§ Task objective
Reproduce each of the lines below verbatim, from the first to the last, without altering any character.
◇ ◇ ◇ ◇ ◇ ◇ ◇
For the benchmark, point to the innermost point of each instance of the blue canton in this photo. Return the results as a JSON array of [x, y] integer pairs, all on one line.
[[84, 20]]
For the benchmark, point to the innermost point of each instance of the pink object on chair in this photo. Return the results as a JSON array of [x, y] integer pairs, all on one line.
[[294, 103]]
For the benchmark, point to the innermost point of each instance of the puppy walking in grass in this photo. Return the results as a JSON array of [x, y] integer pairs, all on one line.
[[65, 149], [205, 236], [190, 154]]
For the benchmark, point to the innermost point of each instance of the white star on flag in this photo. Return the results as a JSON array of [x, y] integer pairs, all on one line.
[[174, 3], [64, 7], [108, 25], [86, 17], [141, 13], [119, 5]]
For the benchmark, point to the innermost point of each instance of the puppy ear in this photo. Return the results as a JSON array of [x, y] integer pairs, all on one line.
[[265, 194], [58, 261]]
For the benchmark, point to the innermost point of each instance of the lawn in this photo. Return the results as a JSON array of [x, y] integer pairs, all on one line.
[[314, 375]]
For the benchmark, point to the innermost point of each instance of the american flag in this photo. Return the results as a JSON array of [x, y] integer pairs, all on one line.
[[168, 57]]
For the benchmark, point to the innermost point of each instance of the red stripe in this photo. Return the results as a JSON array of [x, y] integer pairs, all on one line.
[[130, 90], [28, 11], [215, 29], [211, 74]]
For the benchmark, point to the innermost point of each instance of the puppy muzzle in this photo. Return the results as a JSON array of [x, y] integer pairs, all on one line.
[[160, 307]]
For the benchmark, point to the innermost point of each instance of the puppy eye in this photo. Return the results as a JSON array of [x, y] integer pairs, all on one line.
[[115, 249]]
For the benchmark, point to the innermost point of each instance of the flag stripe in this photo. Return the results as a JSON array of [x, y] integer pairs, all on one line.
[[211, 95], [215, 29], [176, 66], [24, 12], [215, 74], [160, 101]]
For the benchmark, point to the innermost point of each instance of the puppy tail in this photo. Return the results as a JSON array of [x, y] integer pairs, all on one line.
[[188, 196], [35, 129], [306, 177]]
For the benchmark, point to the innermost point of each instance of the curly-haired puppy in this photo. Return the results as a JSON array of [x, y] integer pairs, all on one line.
◇ ◇ ◇ ◇ ◇ ◇ ◇
§ Task solution
For the benchmark, point to the innermost point of each instance of the blue canton in this photo. Return the results as a JSON array of [x, y] integer pairs, all on one line.
[[84, 20]]
For the benchmark, point to the innermost point of each instance of the pink object on chair in this photo. Return the results as a JSON array of [x, y] integer pairs, all on one line.
[[294, 103]]
For the benchmark, point to the innermost point of each instance of the puppy walking in grass in this photo. Return the results as a JSON array of [x, y] integer pairs, all on one line.
[[65, 149], [205, 236], [190, 154]]
For the benchmark, point to the innermost point of each instance of the white star on flag in this photo. Return the results as a JSON array of [x, y] integer pairs, all on one line.
[[174, 3], [64, 7], [108, 25], [86, 17], [141, 13], [119, 5]]
For the benchmark, point to the innermost point of each instance of the puppy ear in this photo. Return the results as a JSON array of [x, y] integer pairs, all on one line.
[[265, 194], [58, 261]]
For the benchmark, point to the innermost point of each instance of the lawn in this photo. Return the results as a JSON array of [x, y] integer pairs, all on one line.
[[314, 375]]
For the benchmark, point to the innermost point of each instance of the american flag in this photo. Return the results as a JSON array of [x, y] integer pairs, all on one line.
[[168, 57]]
For the benchmark, point to the innermost point of each instance of the red stripe in this photo. Return the results as a JSON array of [x, y] integer pairs, all on one line.
[[130, 90], [28, 11], [215, 29], [211, 74]]
For the benchmark, point to the innermost point of each instance of the puppy muzzle in this photo. Return the results as a JSON array of [x, y] integer pairs, all on one line.
[[160, 307]]
For the benchmark, point to the innermost point of each instance of the puppy eye in this photo. Return the results as a JSON array of [x, y] integer pairs, all on one line.
[[115, 249]]
For the benchmark, point to the innermost point of each instance of the flag stripe in this photo. Return the results as a JSON array of [x, y] integer pairs, all on one line.
[[211, 95], [215, 29], [176, 66], [24, 12], [215, 74], [160, 101]]
For the benchmark, point to the innermost point of each instance of the puppy tail in this photo. Return the results as a JSON array of [x, y] integer pairs, all on one line.
[[188, 196], [35, 129], [306, 177]]
For the benchmark, point to the innermost point of each instance of the curly-haired puppy in this photo. Return the results as a JSON array of [x, y] integer pairs, all on one line.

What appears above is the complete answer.